__REQUIRED ACTION__.
Find all lines in the records that include the word "tire", and copy them out.

__DATASET RECORDS__.
───
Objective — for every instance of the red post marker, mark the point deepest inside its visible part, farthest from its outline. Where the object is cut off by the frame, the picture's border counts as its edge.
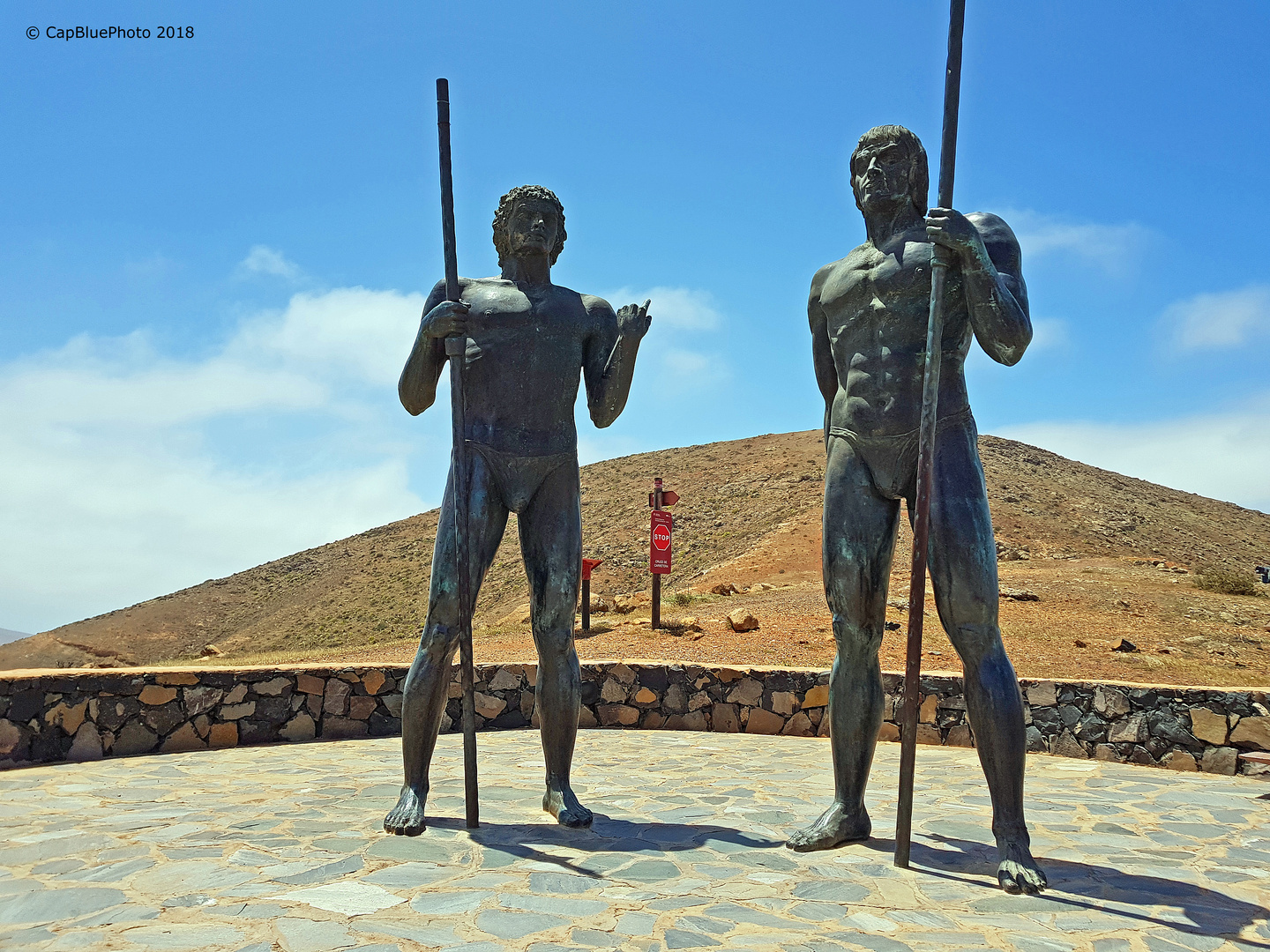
(660, 542)
(587, 565)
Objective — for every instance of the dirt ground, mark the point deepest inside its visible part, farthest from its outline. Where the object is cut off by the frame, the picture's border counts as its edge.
(1105, 556)
(1085, 608)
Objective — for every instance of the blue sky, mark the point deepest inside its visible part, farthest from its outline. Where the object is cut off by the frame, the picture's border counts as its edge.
(213, 249)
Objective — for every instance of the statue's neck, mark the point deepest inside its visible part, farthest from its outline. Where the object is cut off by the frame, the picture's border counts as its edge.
(531, 271)
(891, 219)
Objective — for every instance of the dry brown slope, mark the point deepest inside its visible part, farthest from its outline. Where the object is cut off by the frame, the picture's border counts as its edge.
(738, 498)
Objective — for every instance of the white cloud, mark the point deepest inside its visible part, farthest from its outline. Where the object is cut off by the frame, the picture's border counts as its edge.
(1109, 248)
(1220, 320)
(1222, 456)
(270, 262)
(673, 309)
(121, 484)
(1050, 334)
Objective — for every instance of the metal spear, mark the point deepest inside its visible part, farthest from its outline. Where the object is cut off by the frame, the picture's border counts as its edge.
(940, 260)
(456, 349)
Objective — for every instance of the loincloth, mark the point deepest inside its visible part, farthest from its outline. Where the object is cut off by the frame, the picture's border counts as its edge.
(892, 461)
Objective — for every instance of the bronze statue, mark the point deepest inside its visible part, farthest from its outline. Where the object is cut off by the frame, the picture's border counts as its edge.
(869, 317)
(527, 342)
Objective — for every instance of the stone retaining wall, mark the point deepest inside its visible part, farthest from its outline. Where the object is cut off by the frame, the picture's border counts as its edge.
(49, 716)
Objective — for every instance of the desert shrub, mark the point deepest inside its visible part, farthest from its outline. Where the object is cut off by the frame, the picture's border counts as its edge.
(1227, 582)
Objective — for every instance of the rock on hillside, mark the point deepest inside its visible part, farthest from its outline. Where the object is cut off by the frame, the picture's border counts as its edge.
(741, 499)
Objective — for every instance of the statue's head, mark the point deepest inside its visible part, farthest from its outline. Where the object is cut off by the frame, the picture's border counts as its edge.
(530, 219)
(886, 165)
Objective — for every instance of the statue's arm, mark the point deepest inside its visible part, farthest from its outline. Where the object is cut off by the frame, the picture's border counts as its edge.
(418, 385)
(995, 290)
(822, 349)
(609, 357)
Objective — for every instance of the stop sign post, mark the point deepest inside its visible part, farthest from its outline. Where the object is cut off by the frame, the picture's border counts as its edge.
(660, 542)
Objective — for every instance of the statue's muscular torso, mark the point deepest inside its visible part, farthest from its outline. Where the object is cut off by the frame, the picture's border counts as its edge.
(874, 306)
(525, 352)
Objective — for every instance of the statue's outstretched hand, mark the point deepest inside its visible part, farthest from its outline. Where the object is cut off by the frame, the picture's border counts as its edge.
(949, 227)
(447, 320)
(632, 320)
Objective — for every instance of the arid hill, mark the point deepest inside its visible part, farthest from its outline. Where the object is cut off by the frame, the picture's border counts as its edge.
(750, 513)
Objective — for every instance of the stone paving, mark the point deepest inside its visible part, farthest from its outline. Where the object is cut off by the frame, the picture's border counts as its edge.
(260, 848)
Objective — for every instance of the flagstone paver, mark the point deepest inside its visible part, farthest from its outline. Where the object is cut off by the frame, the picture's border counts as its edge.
(254, 850)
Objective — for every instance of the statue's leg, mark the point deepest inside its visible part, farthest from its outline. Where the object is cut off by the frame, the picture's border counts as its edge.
(426, 689)
(963, 560)
(859, 541)
(551, 544)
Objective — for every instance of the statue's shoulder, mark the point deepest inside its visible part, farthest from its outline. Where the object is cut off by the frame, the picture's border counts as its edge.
(594, 305)
(998, 239)
(836, 268)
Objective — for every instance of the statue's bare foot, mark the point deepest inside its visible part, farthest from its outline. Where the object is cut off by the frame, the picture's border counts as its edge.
(407, 818)
(564, 807)
(1018, 871)
(836, 825)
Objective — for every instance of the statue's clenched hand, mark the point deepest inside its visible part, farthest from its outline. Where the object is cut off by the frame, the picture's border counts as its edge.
(447, 320)
(949, 227)
(632, 322)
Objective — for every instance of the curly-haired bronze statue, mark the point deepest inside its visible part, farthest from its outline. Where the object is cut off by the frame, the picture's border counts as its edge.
(869, 317)
(527, 340)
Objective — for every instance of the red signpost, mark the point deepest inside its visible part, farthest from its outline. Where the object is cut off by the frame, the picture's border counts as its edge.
(660, 544)
(587, 566)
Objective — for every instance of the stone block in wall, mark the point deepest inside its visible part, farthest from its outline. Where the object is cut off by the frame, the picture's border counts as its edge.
(1067, 746)
(959, 736)
(1220, 761)
(1179, 761)
(764, 721)
(86, 746)
(617, 715)
(1109, 703)
(612, 692)
(1209, 726)
(183, 739)
(817, 697)
(1042, 695)
(488, 706)
(748, 692)
(335, 698)
(1132, 729)
(310, 684)
(342, 727)
(361, 707)
(1252, 733)
(199, 700)
(725, 718)
(133, 739)
(1035, 740)
(176, 678)
(929, 734)
(799, 726)
(273, 687)
(299, 727)
(155, 695)
(222, 735)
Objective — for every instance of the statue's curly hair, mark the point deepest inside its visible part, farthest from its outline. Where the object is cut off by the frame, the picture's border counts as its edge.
(504, 212)
(918, 170)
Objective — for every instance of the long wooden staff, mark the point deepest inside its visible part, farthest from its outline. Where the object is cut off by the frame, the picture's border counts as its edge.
(456, 348)
(940, 260)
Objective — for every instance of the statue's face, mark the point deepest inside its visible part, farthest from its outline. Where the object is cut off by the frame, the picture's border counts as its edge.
(533, 227)
(880, 175)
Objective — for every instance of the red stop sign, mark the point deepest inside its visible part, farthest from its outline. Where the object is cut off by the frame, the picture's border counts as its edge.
(660, 542)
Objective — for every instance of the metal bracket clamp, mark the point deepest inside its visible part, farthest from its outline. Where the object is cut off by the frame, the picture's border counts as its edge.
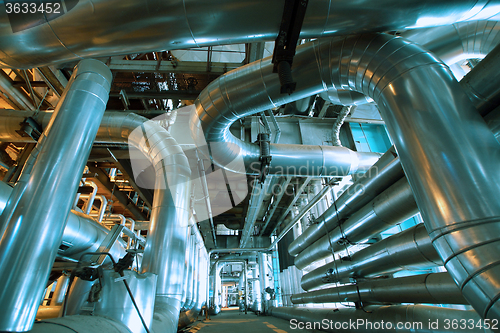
(286, 42)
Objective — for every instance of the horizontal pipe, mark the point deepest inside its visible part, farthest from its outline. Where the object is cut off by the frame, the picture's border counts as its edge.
(410, 249)
(393, 206)
(376, 319)
(433, 288)
(108, 25)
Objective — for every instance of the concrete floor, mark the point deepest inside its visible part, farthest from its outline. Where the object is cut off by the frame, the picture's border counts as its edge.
(232, 320)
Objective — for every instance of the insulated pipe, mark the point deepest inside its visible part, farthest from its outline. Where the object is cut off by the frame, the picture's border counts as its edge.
(410, 249)
(375, 319)
(11, 124)
(459, 41)
(81, 234)
(432, 288)
(379, 177)
(393, 206)
(455, 202)
(124, 27)
(165, 249)
(34, 218)
(190, 275)
(221, 103)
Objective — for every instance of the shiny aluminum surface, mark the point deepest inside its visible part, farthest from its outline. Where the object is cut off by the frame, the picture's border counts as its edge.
(459, 41)
(165, 250)
(410, 249)
(116, 27)
(433, 288)
(379, 177)
(32, 236)
(115, 302)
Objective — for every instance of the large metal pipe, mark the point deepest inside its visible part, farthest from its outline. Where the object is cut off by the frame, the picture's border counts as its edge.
(35, 215)
(379, 177)
(455, 202)
(165, 250)
(196, 23)
(394, 205)
(373, 319)
(410, 249)
(432, 288)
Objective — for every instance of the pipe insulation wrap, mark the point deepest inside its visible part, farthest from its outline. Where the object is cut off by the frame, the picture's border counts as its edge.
(194, 23)
(33, 235)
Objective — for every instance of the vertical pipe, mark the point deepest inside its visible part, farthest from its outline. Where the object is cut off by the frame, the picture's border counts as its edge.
(36, 213)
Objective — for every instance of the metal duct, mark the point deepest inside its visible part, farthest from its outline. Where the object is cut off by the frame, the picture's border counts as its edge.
(379, 177)
(432, 288)
(79, 324)
(410, 249)
(459, 41)
(105, 28)
(454, 201)
(165, 250)
(416, 318)
(393, 206)
(32, 236)
(223, 102)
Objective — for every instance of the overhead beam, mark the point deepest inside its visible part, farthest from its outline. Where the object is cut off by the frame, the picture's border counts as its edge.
(185, 67)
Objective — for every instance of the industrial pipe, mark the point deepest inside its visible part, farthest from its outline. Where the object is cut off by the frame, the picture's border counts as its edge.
(373, 319)
(191, 24)
(379, 177)
(36, 233)
(393, 206)
(432, 288)
(410, 249)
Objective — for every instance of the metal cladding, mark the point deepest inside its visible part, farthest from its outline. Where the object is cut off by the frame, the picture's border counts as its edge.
(165, 250)
(33, 235)
(409, 249)
(379, 177)
(393, 206)
(105, 28)
(433, 288)
(459, 41)
(398, 318)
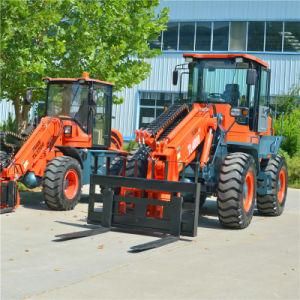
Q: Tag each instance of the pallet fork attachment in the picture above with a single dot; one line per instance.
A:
(179, 217)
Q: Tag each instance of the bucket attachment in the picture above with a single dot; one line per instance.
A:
(179, 217)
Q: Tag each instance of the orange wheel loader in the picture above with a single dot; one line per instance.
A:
(59, 152)
(219, 142)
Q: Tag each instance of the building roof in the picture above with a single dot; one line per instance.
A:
(226, 55)
(85, 77)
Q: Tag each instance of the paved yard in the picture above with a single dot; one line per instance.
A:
(260, 262)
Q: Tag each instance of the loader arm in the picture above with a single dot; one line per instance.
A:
(155, 200)
(176, 147)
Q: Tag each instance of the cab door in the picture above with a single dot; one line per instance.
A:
(102, 115)
(264, 97)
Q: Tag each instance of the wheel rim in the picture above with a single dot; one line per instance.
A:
(248, 191)
(281, 186)
(71, 183)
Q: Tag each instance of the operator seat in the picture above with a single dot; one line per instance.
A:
(231, 94)
(82, 114)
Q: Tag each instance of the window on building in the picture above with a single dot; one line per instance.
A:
(292, 36)
(274, 36)
(156, 43)
(153, 104)
(203, 36)
(220, 36)
(170, 39)
(237, 41)
(186, 36)
(256, 32)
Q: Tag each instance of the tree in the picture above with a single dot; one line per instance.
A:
(62, 38)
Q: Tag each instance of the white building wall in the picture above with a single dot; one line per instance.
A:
(266, 10)
(285, 73)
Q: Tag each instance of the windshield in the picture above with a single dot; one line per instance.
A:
(219, 81)
(67, 99)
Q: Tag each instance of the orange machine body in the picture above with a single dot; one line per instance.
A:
(48, 140)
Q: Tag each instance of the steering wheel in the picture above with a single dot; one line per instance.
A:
(216, 96)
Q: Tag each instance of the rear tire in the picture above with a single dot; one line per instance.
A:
(237, 190)
(273, 204)
(62, 183)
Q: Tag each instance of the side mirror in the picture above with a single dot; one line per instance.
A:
(175, 77)
(251, 76)
(28, 97)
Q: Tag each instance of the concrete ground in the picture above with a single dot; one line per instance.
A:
(260, 262)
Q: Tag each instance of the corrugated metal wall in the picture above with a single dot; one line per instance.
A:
(267, 10)
(285, 73)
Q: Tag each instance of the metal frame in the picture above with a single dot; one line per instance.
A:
(179, 218)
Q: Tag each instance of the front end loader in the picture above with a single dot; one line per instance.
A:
(59, 151)
(219, 142)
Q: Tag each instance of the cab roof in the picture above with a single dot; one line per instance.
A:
(227, 56)
(85, 76)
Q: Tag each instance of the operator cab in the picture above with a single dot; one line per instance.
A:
(84, 100)
(240, 80)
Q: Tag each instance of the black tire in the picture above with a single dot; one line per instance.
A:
(273, 204)
(237, 184)
(54, 183)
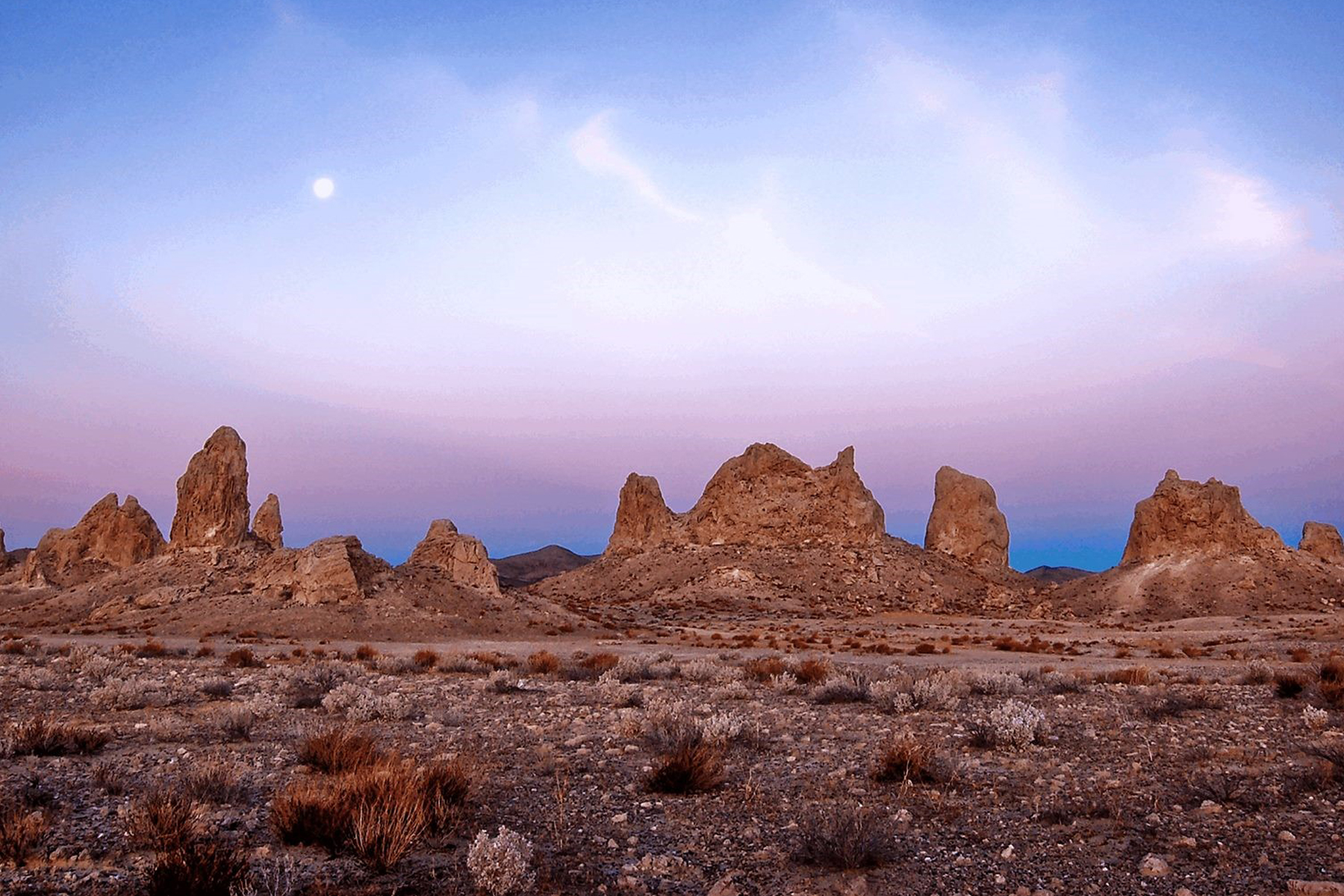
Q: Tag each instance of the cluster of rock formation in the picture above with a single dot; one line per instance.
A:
(1184, 517)
(109, 536)
(764, 497)
(213, 517)
(461, 558)
(967, 521)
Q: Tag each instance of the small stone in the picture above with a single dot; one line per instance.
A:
(1154, 867)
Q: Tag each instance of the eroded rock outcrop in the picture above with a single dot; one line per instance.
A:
(109, 536)
(764, 497)
(643, 519)
(965, 520)
(1187, 517)
(463, 558)
(1323, 541)
(213, 494)
(335, 570)
(267, 524)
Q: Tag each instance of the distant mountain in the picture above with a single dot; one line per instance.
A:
(520, 570)
(1057, 575)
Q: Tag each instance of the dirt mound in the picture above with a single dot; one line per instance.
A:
(109, 536)
(764, 497)
(1323, 541)
(461, 558)
(965, 520)
(520, 570)
(1055, 575)
(1195, 551)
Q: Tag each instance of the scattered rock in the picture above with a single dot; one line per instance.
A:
(109, 536)
(965, 520)
(1315, 889)
(1187, 517)
(268, 526)
(213, 494)
(461, 556)
(1323, 541)
(1154, 867)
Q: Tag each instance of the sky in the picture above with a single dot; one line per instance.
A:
(1062, 246)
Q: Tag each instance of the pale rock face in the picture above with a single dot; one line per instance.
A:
(965, 520)
(461, 556)
(764, 497)
(268, 526)
(109, 536)
(213, 494)
(1323, 541)
(335, 570)
(1184, 517)
(643, 519)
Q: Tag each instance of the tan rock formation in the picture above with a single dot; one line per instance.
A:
(461, 556)
(764, 497)
(335, 570)
(965, 520)
(1187, 517)
(109, 536)
(213, 494)
(643, 519)
(268, 526)
(1323, 541)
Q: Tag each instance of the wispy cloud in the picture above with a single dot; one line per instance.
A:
(596, 149)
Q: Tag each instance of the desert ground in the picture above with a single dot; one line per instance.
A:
(968, 756)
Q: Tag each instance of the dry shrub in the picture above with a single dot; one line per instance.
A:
(764, 668)
(378, 813)
(600, 662)
(214, 781)
(151, 648)
(339, 750)
(812, 672)
(242, 659)
(843, 836)
(1128, 676)
(202, 867)
(691, 766)
(1288, 687)
(23, 830)
(907, 759)
(40, 736)
(447, 791)
(1330, 677)
(544, 662)
(163, 820)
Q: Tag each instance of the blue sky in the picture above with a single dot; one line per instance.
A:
(1062, 246)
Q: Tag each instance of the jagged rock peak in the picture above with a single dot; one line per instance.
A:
(268, 526)
(213, 494)
(764, 497)
(109, 536)
(461, 556)
(643, 519)
(1186, 517)
(965, 520)
(1323, 541)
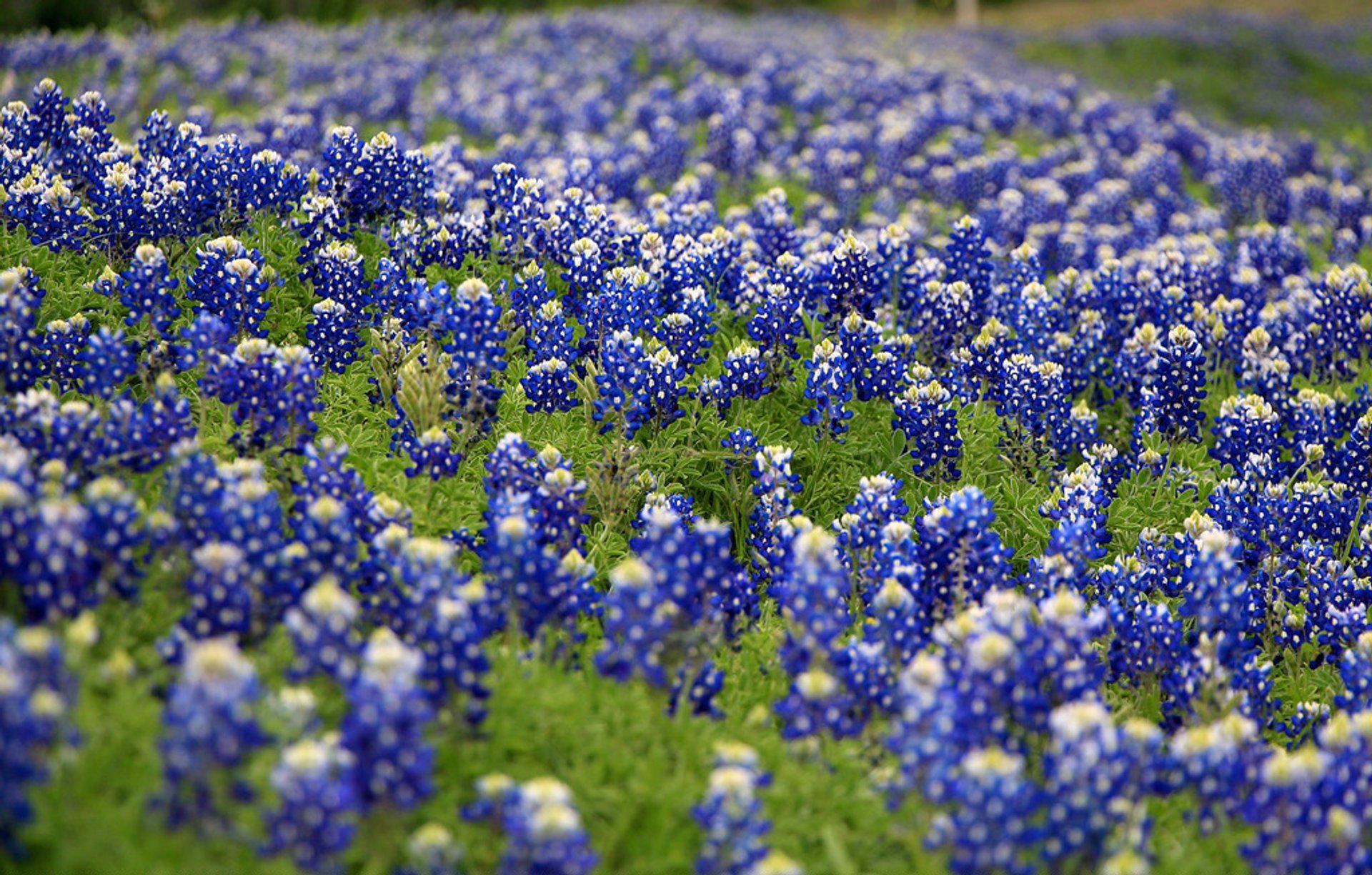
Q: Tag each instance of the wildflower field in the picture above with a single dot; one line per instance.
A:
(648, 440)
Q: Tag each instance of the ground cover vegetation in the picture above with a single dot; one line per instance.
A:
(653, 440)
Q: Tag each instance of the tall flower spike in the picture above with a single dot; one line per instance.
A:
(383, 730)
(313, 822)
(730, 815)
(207, 730)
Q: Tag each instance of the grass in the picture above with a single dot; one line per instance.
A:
(1245, 80)
(635, 771)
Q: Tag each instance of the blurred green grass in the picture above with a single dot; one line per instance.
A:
(1243, 80)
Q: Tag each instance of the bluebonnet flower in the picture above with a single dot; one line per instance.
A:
(529, 294)
(1170, 403)
(64, 342)
(863, 523)
(526, 572)
(1263, 368)
(312, 822)
(744, 376)
(337, 275)
(149, 290)
(450, 636)
(924, 413)
(21, 357)
(36, 696)
(549, 335)
(207, 731)
(962, 555)
(229, 280)
(777, 325)
(827, 386)
(854, 285)
(1098, 779)
(642, 387)
(106, 362)
(1246, 430)
(383, 730)
(814, 600)
(687, 332)
(990, 788)
(516, 209)
(50, 210)
(332, 335)
(670, 606)
(550, 387)
(274, 391)
(542, 827)
(431, 851)
(1301, 819)
(730, 815)
(1032, 401)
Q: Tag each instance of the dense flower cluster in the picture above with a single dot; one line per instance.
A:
(1110, 557)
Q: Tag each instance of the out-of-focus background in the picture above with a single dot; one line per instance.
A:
(1291, 65)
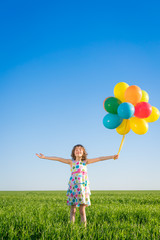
───
__RESULT OF THE TASK__.
Q: Tag each instance of the rear tire in the picture above with a single dot; one line per instance.
Q: Tag each instance of the black tire in the picture above with a single dot; one line per instance.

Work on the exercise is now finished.